** Opening RECORDS SHOWN block **

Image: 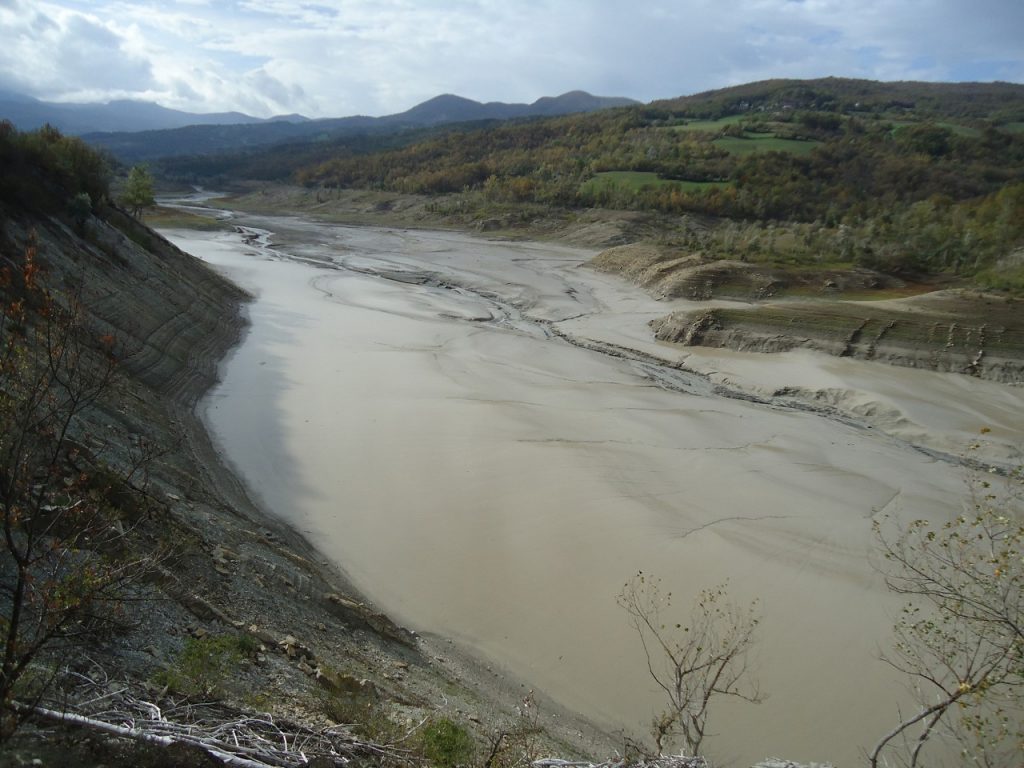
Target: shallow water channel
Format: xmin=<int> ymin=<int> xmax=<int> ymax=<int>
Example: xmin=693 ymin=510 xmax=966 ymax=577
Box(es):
xmin=166 ymin=216 xmax=1023 ymax=767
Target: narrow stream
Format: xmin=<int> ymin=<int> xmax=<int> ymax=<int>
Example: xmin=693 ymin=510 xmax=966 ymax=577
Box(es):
xmin=164 ymin=215 xmax=1023 ymax=767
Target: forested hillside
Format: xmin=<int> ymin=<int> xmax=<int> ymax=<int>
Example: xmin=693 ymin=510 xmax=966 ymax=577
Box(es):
xmin=287 ymin=80 xmax=1023 ymax=283
xmin=651 ymin=78 xmax=1024 ymax=119
xmin=0 ymin=121 xmax=111 ymax=215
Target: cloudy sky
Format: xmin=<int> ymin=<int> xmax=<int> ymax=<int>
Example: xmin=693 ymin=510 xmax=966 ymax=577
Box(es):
xmin=1 ymin=0 xmax=1022 ymax=118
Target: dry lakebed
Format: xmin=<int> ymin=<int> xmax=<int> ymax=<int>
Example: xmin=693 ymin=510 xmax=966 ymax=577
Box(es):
xmin=160 ymin=208 xmax=1024 ymax=768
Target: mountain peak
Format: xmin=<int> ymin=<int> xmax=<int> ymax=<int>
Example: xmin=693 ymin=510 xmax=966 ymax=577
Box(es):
xmin=395 ymin=90 xmax=638 ymax=125
xmin=395 ymin=94 xmax=495 ymax=125
xmin=530 ymin=90 xmax=639 ymax=115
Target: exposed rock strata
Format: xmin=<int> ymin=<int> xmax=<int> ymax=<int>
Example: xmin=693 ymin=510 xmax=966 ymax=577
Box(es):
xmin=589 ymin=243 xmax=900 ymax=301
xmin=650 ymin=301 xmax=1024 ymax=384
xmin=586 ymin=243 xmax=1023 ymax=383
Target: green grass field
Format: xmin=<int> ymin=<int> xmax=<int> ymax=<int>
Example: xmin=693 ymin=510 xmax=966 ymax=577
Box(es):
xmin=670 ymin=114 xmax=746 ymax=132
xmin=671 ymin=179 xmax=733 ymax=192
xmin=713 ymin=135 xmax=822 ymax=156
xmin=889 ymin=120 xmax=983 ymax=139
xmin=580 ymin=171 xmax=671 ymax=193
xmin=580 ymin=171 xmax=732 ymax=195
xmin=937 ymin=122 xmax=982 ymax=138
xmin=144 ymin=206 xmax=231 ymax=231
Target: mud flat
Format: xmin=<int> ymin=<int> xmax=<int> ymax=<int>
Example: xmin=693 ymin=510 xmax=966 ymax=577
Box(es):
xmin=166 ymin=216 xmax=1023 ymax=768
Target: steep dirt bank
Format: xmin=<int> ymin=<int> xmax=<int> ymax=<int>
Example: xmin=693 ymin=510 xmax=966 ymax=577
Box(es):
xmin=583 ymin=244 xmax=1023 ymax=383
xmin=0 ymin=204 xmax=610 ymax=764
xmin=588 ymin=242 xmax=907 ymax=300
xmin=650 ymin=294 xmax=1024 ymax=384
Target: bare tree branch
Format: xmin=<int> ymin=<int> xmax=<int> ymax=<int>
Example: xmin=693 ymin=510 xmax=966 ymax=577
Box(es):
xmin=870 ymin=463 xmax=1023 ymax=768
xmin=0 ymin=239 xmax=161 ymax=739
xmin=617 ymin=573 xmax=762 ymax=758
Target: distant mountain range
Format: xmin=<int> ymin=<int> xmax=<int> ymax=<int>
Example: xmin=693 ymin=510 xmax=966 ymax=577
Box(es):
xmin=0 ymin=90 xmax=310 ymax=134
xmin=0 ymin=90 xmax=638 ymax=162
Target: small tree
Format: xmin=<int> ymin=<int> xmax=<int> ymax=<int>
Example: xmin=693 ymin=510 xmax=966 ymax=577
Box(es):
xmin=617 ymin=573 xmax=762 ymax=757
xmin=870 ymin=466 xmax=1023 ymax=768
xmin=121 ymin=165 xmax=154 ymax=218
xmin=66 ymin=192 xmax=92 ymax=229
xmin=0 ymin=237 xmax=154 ymax=739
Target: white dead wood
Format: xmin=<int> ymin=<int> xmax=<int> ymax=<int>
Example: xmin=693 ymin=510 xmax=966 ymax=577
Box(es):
xmin=15 ymin=666 xmax=416 ymax=768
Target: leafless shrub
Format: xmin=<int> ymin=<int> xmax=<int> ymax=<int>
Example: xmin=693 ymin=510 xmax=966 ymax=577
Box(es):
xmin=617 ymin=573 xmax=762 ymax=758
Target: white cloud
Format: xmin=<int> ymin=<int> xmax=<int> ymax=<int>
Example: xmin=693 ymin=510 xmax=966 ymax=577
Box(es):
xmin=0 ymin=0 xmax=1021 ymax=118
xmin=0 ymin=2 xmax=155 ymax=98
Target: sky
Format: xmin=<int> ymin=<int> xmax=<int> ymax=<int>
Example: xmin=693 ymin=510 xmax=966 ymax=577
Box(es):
xmin=1 ymin=0 xmax=1022 ymax=119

** Closing RECORDS SHOWN block **

> **REQUIRED WORK**
Output the material verbatim, skipping the images.

> **WRITTEN ANSWER**
Image: 
Target: shallow water channel
Format: xmin=<int> ymin=<int> xmax=<int> ymax=<int>
Example: xmin=693 ymin=510 xmax=966 ymax=577
Box(es):
xmin=166 ymin=216 xmax=1023 ymax=767
Target: narrow stream
Format: xmin=<int> ymin=<int> xmax=<int> ymax=<int>
Example: xmin=693 ymin=510 xmax=966 ymax=577
Box(es):
xmin=164 ymin=215 xmax=1023 ymax=767
Target: forested hillside
Format: xmin=<int> ymin=<int> xmax=<int> ymax=<int>
Example: xmin=693 ymin=510 xmax=966 ymax=577
Box(es):
xmin=287 ymin=80 xmax=1023 ymax=283
xmin=651 ymin=78 xmax=1024 ymax=119
xmin=0 ymin=121 xmax=111 ymax=215
Target: cloudy sky
Format: xmin=<int> ymin=<int> xmax=<int> ymax=<int>
Example: xmin=693 ymin=510 xmax=966 ymax=577
Box(es):
xmin=1 ymin=0 xmax=1022 ymax=118
Target: dry lakebed
Format: xmin=<int> ymin=<int> xmax=<int> ymax=<int>
Example: xmin=693 ymin=510 xmax=966 ymax=577
Box(es):
xmin=160 ymin=208 xmax=1024 ymax=768
Target: mountain peak
Format: xmin=<int> ymin=<int> xmax=<int> ymax=<int>
Example: xmin=693 ymin=510 xmax=966 ymax=577
Box(es):
xmin=395 ymin=90 xmax=638 ymax=125
xmin=395 ymin=94 xmax=495 ymax=125
xmin=530 ymin=90 xmax=639 ymax=115
Target: exposed rock strata
Format: xmin=<int> ymin=<int> xmax=<int> ymax=<int>
Example: xmin=693 ymin=510 xmax=966 ymax=577
Box(es):
xmin=589 ymin=243 xmax=900 ymax=301
xmin=650 ymin=301 xmax=1024 ymax=384
xmin=586 ymin=243 xmax=1023 ymax=383
Target: green grass field
Format: xmin=<int> ymin=<int> xmax=<int> ymax=<int>
Example: xmin=693 ymin=510 xmax=966 ymax=577
Box(es):
xmin=670 ymin=114 xmax=746 ymax=132
xmin=671 ymin=179 xmax=733 ymax=192
xmin=713 ymin=135 xmax=822 ymax=156
xmin=889 ymin=120 xmax=983 ymax=139
xmin=580 ymin=171 xmax=671 ymax=193
xmin=580 ymin=171 xmax=732 ymax=195
xmin=937 ymin=122 xmax=982 ymax=138
xmin=144 ymin=206 xmax=231 ymax=231
Target: mud flat
Format: xmin=<int> ymin=<int> xmax=<int> ymax=<int>
Example: xmin=693 ymin=510 xmax=966 ymax=577
Box(es):
xmin=166 ymin=216 xmax=1023 ymax=768
Target: steep dirt bank
Format: xmin=<int> ymin=<int> xmax=<int> ymax=<int>
Example: xmin=693 ymin=510 xmax=966 ymax=577
Box(es):
xmin=583 ymin=244 xmax=1023 ymax=383
xmin=0 ymin=204 xmax=610 ymax=764
xmin=588 ymin=242 xmax=907 ymax=300
xmin=650 ymin=294 xmax=1024 ymax=384
Target: bare tree branch
Format: xmin=<int> ymin=<int> xmax=<int> ymax=<int>
Example: xmin=693 ymin=510 xmax=966 ymax=577
Box(es):
xmin=870 ymin=463 xmax=1023 ymax=768
xmin=0 ymin=239 xmax=161 ymax=739
xmin=617 ymin=573 xmax=762 ymax=758
Target: distant mountain range
Format: xmin=<int> ymin=<int> xmax=<int> ymax=<int>
Example: xmin=693 ymin=510 xmax=966 ymax=577
Box(es):
xmin=0 ymin=90 xmax=310 ymax=134
xmin=0 ymin=90 xmax=638 ymax=162
Target: small tree
Format: xmin=<int> ymin=<int> xmax=<int> ymax=<int>
Example: xmin=693 ymin=510 xmax=966 ymax=577
Box(es):
xmin=617 ymin=573 xmax=762 ymax=757
xmin=870 ymin=466 xmax=1023 ymax=768
xmin=121 ymin=165 xmax=154 ymax=218
xmin=66 ymin=192 xmax=92 ymax=229
xmin=0 ymin=237 xmax=154 ymax=739
Target: white dead wood
Format: xmin=<int> ymin=<int> xmax=<int> ymax=<int>
Example: xmin=693 ymin=510 xmax=966 ymax=577
Box(es):
xmin=15 ymin=666 xmax=416 ymax=768
Target: leafless shrub
Format: xmin=<int> ymin=<int> xmax=<int> ymax=<int>
Example: xmin=693 ymin=510 xmax=966 ymax=577
Box(es):
xmin=617 ymin=573 xmax=762 ymax=758
Target: white cloud
Format: xmin=<int> ymin=<int> xmax=<int> ymax=<int>
Example: xmin=693 ymin=510 xmax=966 ymax=577
Box(es):
xmin=0 ymin=0 xmax=1021 ymax=118
xmin=0 ymin=2 xmax=155 ymax=98
Target: sky
Format: xmin=<int> ymin=<int> xmax=<int> ymax=<int>
Example: xmin=693 ymin=510 xmax=966 ymax=577
Box(es):
xmin=1 ymin=0 xmax=1022 ymax=119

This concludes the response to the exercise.